• PROMPT: Rewrite all the items below so that every "pretty-printed" becomes "indented" and nothing else changes. Leave the pictures out of your answer.

* start SUPPLIED MATERIAL *

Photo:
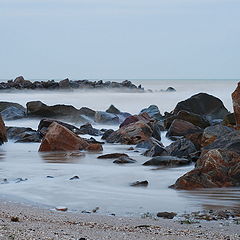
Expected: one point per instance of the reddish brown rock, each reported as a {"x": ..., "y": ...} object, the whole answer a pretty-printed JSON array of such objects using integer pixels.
[
  {"x": 132, "y": 133},
  {"x": 3, "y": 132},
  {"x": 59, "y": 138},
  {"x": 215, "y": 168},
  {"x": 181, "y": 128},
  {"x": 236, "y": 105}
]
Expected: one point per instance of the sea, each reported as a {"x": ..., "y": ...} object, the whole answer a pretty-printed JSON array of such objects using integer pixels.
[{"x": 44, "y": 178}]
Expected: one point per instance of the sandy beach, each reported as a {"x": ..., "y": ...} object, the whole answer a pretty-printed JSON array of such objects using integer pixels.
[{"x": 30, "y": 222}]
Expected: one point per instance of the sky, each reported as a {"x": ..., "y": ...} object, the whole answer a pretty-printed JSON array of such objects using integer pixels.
[{"x": 120, "y": 39}]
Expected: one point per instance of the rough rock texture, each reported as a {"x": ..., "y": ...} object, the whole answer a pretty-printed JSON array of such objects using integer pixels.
[
  {"x": 169, "y": 161},
  {"x": 22, "y": 134},
  {"x": 210, "y": 134},
  {"x": 193, "y": 118},
  {"x": 236, "y": 104},
  {"x": 153, "y": 111},
  {"x": 215, "y": 168},
  {"x": 59, "y": 138},
  {"x": 181, "y": 128},
  {"x": 3, "y": 132},
  {"x": 203, "y": 104},
  {"x": 181, "y": 148},
  {"x": 133, "y": 133}
]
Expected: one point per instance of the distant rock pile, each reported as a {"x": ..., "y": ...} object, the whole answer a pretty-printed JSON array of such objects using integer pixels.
[{"x": 21, "y": 83}]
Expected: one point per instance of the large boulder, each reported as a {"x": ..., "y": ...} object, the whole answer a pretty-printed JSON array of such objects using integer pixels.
[
  {"x": 210, "y": 134},
  {"x": 181, "y": 148},
  {"x": 181, "y": 128},
  {"x": 133, "y": 133},
  {"x": 215, "y": 168},
  {"x": 22, "y": 134},
  {"x": 236, "y": 104},
  {"x": 153, "y": 111},
  {"x": 3, "y": 132},
  {"x": 193, "y": 118},
  {"x": 169, "y": 161},
  {"x": 39, "y": 109},
  {"x": 203, "y": 104},
  {"x": 59, "y": 138},
  {"x": 106, "y": 118}
]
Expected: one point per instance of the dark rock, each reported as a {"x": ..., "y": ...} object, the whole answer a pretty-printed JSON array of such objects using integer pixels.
[
  {"x": 106, "y": 118},
  {"x": 12, "y": 113},
  {"x": 181, "y": 148},
  {"x": 203, "y": 104},
  {"x": 107, "y": 134},
  {"x": 169, "y": 161},
  {"x": 112, "y": 155},
  {"x": 133, "y": 133},
  {"x": 215, "y": 168},
  {"x": 181, "y": 128},
  {"x": 124, "y": 160},
  {"x": 3, "y": 132},
  {"x": 88, "y": 129},
  {"x": 113, "y": 109},
  {"x": 166, "y": 215},
  {"x": 193, "y": 118},
  {"x": 153, "y": 112},
  {"x": 22, "y": 134},
  {"x": 211, "y": 133},
  {"x": 45, "y": 123},
  {"x": 139, "y": 184}
]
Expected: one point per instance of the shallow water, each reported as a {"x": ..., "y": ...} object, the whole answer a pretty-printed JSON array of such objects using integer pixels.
[{"x": 101, "y": 183}]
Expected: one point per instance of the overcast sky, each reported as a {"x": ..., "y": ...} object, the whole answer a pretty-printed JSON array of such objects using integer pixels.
[{"x": 120, "y": 39}]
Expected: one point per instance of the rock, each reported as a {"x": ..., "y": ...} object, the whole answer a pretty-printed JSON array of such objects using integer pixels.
[
  {"x": 169, "y": 161},
  {"x": 87, "y": 112},
  {"x": 59, "y": 138},
  {"x": 133, "y": 133},
  {"x": 106, "y": 118},
  {"x": 153, "y": 112},
  {"x": 203, "y": 104},
  {"x": 124, "y": 160},
  {"x": 229, "y": 120},
  {"x": 139, "y": 184},
  {"x": 181, "y": 148},
  {"x": 39, "y": 109},
  {"x": 193, "y": 118},
  {"x": 22, "y": 134},
  {"x": 88, "y": 129},
  {"x": 45, "y": 123},
  {"x": 113, "y": 109},
  {"x": 170, "y": 89},
  {"x": 166, "y": 215},
  {"x": 107, "y": 134},
  {"x": 144, "y": 117},
  {"x": 181, "y": 128},
  {"x": 3, "y": 132},
  {"x": 74, "y": 178},
  {"x": 230, "y": 141},
  {"x": 215, "y": 168},
  {"x": 64, "y": 83},
  {"x": 236, "y": 104},
  {"x": 12, "y": 113},
  {"x": 112, "y": 155},
  {"x": 211, "y": 133},
  {"x": 5, "y": 105}
]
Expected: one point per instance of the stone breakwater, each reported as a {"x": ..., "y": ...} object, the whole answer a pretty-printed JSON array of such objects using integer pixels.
[{"x": 20, "y": 83}]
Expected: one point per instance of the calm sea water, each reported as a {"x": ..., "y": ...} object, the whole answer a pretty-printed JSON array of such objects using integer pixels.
[{"x": 101, "y": 183}]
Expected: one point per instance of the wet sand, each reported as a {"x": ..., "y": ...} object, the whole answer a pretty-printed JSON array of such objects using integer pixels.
[{"x": 37, "y": 223}]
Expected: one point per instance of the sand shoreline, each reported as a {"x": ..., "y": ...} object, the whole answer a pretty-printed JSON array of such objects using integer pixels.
[{"x": 39, "y": 223}]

* end SUPPLIED MATERIAL *

• SOLVED EXERCISE:
Photo:
Expected: one point per instance of the reddish brown rock, each reported as a {"x": ..., "y": ...} object, the whole answer a indented JSON array of such objects using integer pixels.
[
  {"x": 132, "y": 133},
  {"x": 3, "y": 132},
  {"x": 59, "y": 138},
  {"x": 215, "y": 168},
  {"x": 181, "y": 128},
  {"x": 236, "y": 105}
]
Expected: one point per instance of the sea, each reported as a {"x": ..., "y": ...} object, the whole answer a indented JSON array of such objects using integer pixels.
[{"x": 44, "y": 178}]
Expected: one point per instance of the sandy beach, each reported as a {"x": ..., "y": ...} object, the whole answer a indented JSON array of such objects using integer pixels.
[{"x": 30, "y": 222}]
Expected: one point per instance of the sky, each reported as a {"x": ..., "y": ...} object, the whole answer a indented JSON array of such objects using integer pixels.
[{"x": 120, "y": 39}]
Expected: one point per instance of the rough rock texture, each reported as a {"x": ..., "y": ...} object, the whole answer a indented JSON array of such objects using integer pixels.
[
  {"x": 169, "y": 161},
  {"x": 22, "y": 134},
  {"x": 210, "y": 134},
  {"x": 193, "y": 118},
  {"x": 236, "y": 104},
  {"x": 153, "y": 111},
  {"x": 215, "y": 168},
  {"x": 59, "y": 138},
  {"x": 181, "y": 128},
  {"x": 3, "y": 132},
  {"x": 203, "y": 104},
  {"x": 181, "y": 148},
  {"x": 133, "y": 133}
]
Expected: one point per instance of the distant rock pile, each reported as a {"x": ..., "y": ...} object, the whole answer a indented JSON array of such objects using integer pixels.
[{"x": 21, "y": 83}]
Expected: one point per instance of the large boulder, each reported as a {"x": ..., "y": ...} object, the whole answer a indented JSON array of such objects using integer pixels.
[
  {"x": 210, "y": 134},
  {"x": 181, "y": 148},
  {"x": 181, "y": 128},
  {"x": 133, "y": 133},
  {"x": 215, "y": 168},
  {"x": 22, "y": 134},
  {"x": 236, "y": 104},
  {"x": 153, "y": 111},
  {"x": 3, "y": 132},
  {"x": 193, "y": 118},
  {"x": 169, "y": 161},
  {"x": 39, "y": 109},
  {"x": 203, "y": 104},
  {"x": 59, "y": 138},
  {"x": 106, "y": 118}
]
Expected: one point per instance of the dark rock, each reported as a {"x": ..., "y": ...} object, the whole answer a indented JSON array of such objects using integer pixels.
[
  {"x": 106, "y": 118},
  {"x": 12, "y": 113},
  {"x": 181, "y": 148},
  {"x": 203, "y": 104},
  {"x": 107, "y": 134},
  {"x": 169, "y": 161},
  {"x": 112, "y": 155},
  {"x": 133, "y": 133},
  {"x": 215, "y": 168},
  {"x": 181, "y": 128},
  {"x": 124, "y": 160},
  {"x": 3, "y": 132},
  {"x": 88, "y": 129},
  {"x": 113, "y": 109},
  {"x": 166, "y": 215},
  {"x": 193, "y": 118},
  {"x": 153, "y": 112},
  {"x": 22, "y": 134},
  {"x": 211, "y": 133},
  {"x": 45, "y": 123},
  {"x": 139, "y": 184}
]
Expected: one point per instance of the shallow water, each reported as a {"x": ..., "y": ...} object, the whole answer a indented JSON array of such objects using integer pixels.
[{"x": 101, "y": 183}]
Expected: one point per instance of the overcast sky, each reported as a {"x": ..., "y": ...} object, the whole answer a indented JSON array of such objects using integer pixels.
[{"x": 120, "y": 39}]
Expected: one point per instance of the rock, each reported as a {"x": ..., "y": ...} object, the whole answer a indented JSON array of such objects using integer pixels.
[
  {"x": 169, "y": 161},
  {"x": 87, "y": 112},
  {"x": 59, "y": 138},
  {"x": 133, "y": 133},
  {"x": 106, "y": 118},
  {"x": 153, "y": 112},
  {"x": 203, "y": 104},
  {"x": 124, "y": 160},
  {"x": 229, "y": 120},
  {"x": 139, "y": 184},
  {"x": 181, "y": 148},
  {"x": 39, "y": 109},
  {"x": 193, "y": 118},
  {"x": 22, "y": 134},
  {"x": 88, "y": 129},
  {"x": 45, "y": 123},
  {"x": 113, "y": 109},
  {"x": 170, "y": 89},
  {"x": 166, "y": 215},
  {"x": 107, "y": 134},
  {"x": 144, "y": 117},
  {"x": 181, "y": 128},
  {"x": 3, "y": 132},
  {"x": 74, "y": 178},
  {"x": 230, "y": 141},
  {"x": 215, "y": 168},
  {"x": 64, "y": 83},
  {"x": 236, "y": 104},
  {"x": 12, "y": 113},
  {"x": 112, "y": 155},
  {"x": 211, "y": 133},
  {"x": 5, "y": 105}
]
Expected: one point per instance of the stone breakwater, each reported as a {"x": ..., "y": ...} object, the whole answer a indented JSON array of such objects using integer pixels.
[{"x": 20, "y": 83}]
Expected: one point per instance of the calm sea water, each reported as a {"x": ..., "y": ...} object, the whole answer a indented JSON array of such objects using integer pixels.
[{"x": 101, "y": 183}]
Expected: one point per instance of the wet sand, each reported as a {"x": ..., "y": ...} object, the whole answer a indented JSON array of such objects using integer pixels.
[{"x": 37, "y": 223}]
Expected: one point per instance of the sand shoreline, each reported as a {"x": ..., "y": ...} object, the whole answer a indented JSON array of such objects using integer pixels.
[{"x": 39, "y": 223}]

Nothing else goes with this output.